TASK STATEMENT
Arrange all the rows below as a Markdown table with two columns, Row and Content, giving each line a number and skipping blank lines. Leave the pictures out of the table.

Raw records

— BEGIN —

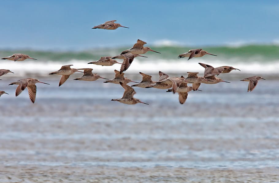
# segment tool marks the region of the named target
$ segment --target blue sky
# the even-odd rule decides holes
[[[80,50],[149,45],[279,42],[279,2],[2,1],[0,49]],[[91,29],[112,20],[130,27]]]

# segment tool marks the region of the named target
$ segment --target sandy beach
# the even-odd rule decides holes
[[[150,105],[111,101],[120,85],[74,76],[59,88],[59,76],[39,78],[51,85],[37,84],[33,104],[2,81],[0,182],[279,181],[276,77],[247,93],[242,76],[222,76],[231,83],[202,85],[183,105],[139,88]]]

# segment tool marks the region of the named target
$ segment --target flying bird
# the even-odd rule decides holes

— END —

TASK ANSWER
| Row | Content |
|---|---|
| 1 | # segment tool marks the region of the named target |
| 2 | $ segment --target blue sky |
| 3 | # the even-odd rule decides holes |
| 4 | [[[80,50],[149,45],[279,42],[279,2],[2,1],[0,49]],[[91,29],[112,20],[130,27]]] |
| 5 | # segment tool marks the region of the named target |
| 6 | $ segment --target sandy beach |
| 7 | # the even-odd rule decides holes |
| 8 | [[[150,105],[111,101],[120,85],[74,76],[59,88],[59,76],[39,78],[51,85],[37,84],[33,104],[2,81],[0,182],[279,181],[276,77],[247,93],[242,76],[222,76],[231,83],[202,85],[183,105],[139,88]]] |
| 9 | # segment tool marks the region of the named target |
| 10 | $ segment --target flying bird |
| 11 | # the even-odd rule decides holes |